▶ Selected extract
---------------

Associated Press Pope Francis greets a woman Saturday after blessing her as he toured around the Plaza de Armas, in Trujillo, Peru. Francis consoled Peruvians who lost their homes and livelihoods in devastating floods last year.
Sunday, January 21, 2018 1:00 am
Pope calls on Peruvians to protect women
Pushes for laws that will protect against femicide
Also: Adviser rebukes Francis' comments
Pope Francis' top adviser on clerical sex abuse implicitly rebuked the pontiff for having accused Chilean victims of slander, saying Saturday that his words were “a source of great pain for survivors of sexual abuse.” Cardinal Sean O'Malley, the archbishop of Boston, said he couldn't explain why Francis “chose the particular words he used.”
Francis accused victims of the country's most notorious pedophile priest of slandering Bishop Juan Barros for saying Barros knew of the abuse but did nothing to stop it.

---------------

▶ Work task 1
List every person named in the news article about Pope Francis.
▶ Work task 2
Copy the stretch of the news article about Pope Francis from "Associated Press Pope" through "floods last year.".
▶ Work task 3
According to the news article about Pope Francis, which city is Cardinal Sean O'Malley the archbishop of?

▶ Material supplied

---------------

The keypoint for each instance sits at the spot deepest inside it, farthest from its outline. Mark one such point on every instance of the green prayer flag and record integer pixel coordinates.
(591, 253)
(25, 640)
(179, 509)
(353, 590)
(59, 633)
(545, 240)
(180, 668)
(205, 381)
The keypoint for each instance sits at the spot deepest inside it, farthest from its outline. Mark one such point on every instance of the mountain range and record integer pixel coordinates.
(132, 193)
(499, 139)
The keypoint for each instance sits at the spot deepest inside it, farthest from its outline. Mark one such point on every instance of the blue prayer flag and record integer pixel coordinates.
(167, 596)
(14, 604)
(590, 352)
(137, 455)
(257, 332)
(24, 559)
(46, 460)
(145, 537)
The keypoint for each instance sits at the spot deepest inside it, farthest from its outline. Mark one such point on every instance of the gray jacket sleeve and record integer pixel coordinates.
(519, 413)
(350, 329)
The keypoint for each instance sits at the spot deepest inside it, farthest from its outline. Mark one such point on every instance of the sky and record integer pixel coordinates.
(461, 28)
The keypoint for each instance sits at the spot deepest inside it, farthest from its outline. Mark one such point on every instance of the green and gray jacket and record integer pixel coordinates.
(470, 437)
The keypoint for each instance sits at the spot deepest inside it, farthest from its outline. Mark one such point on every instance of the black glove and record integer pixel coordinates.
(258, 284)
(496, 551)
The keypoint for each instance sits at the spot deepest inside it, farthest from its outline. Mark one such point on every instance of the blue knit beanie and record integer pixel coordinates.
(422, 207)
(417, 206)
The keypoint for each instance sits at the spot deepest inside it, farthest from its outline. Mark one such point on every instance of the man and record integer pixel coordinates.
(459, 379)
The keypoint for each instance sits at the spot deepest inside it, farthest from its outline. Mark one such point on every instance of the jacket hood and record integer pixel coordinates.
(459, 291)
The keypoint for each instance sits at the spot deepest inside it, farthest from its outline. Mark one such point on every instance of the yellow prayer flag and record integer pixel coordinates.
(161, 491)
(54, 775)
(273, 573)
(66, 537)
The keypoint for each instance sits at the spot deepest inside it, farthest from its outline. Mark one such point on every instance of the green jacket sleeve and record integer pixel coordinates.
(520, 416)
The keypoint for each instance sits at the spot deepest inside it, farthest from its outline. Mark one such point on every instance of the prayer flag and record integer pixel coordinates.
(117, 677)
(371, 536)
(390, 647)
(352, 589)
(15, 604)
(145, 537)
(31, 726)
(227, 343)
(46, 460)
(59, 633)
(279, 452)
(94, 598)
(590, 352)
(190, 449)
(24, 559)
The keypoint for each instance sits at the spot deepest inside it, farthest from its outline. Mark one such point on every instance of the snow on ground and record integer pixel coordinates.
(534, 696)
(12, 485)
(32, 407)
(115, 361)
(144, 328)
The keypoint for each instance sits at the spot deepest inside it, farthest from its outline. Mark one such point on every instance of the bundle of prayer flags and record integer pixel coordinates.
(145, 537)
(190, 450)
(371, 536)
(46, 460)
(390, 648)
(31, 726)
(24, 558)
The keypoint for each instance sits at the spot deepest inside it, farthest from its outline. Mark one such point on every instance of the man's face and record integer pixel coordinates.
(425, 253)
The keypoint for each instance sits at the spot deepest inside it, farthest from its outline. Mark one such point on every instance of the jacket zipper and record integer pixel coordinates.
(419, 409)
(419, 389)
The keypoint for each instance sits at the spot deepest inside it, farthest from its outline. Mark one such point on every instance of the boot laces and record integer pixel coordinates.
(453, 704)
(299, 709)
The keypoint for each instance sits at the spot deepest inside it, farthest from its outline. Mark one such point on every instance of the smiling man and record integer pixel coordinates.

---------------

▶ Solution 1
Pope Francis, Cardinal Sean O'Malley, Bishop Juan Barros

▶ Solution 2
Associated Press Pope Francis greets a woman Saturday after blessing her as he toured around the Plaza de Armas, in Trujillo, Peru. Francis consoled Peruvians who lost their homes and livelihoods in devastating floods last year.

▶ Solution 3
Boston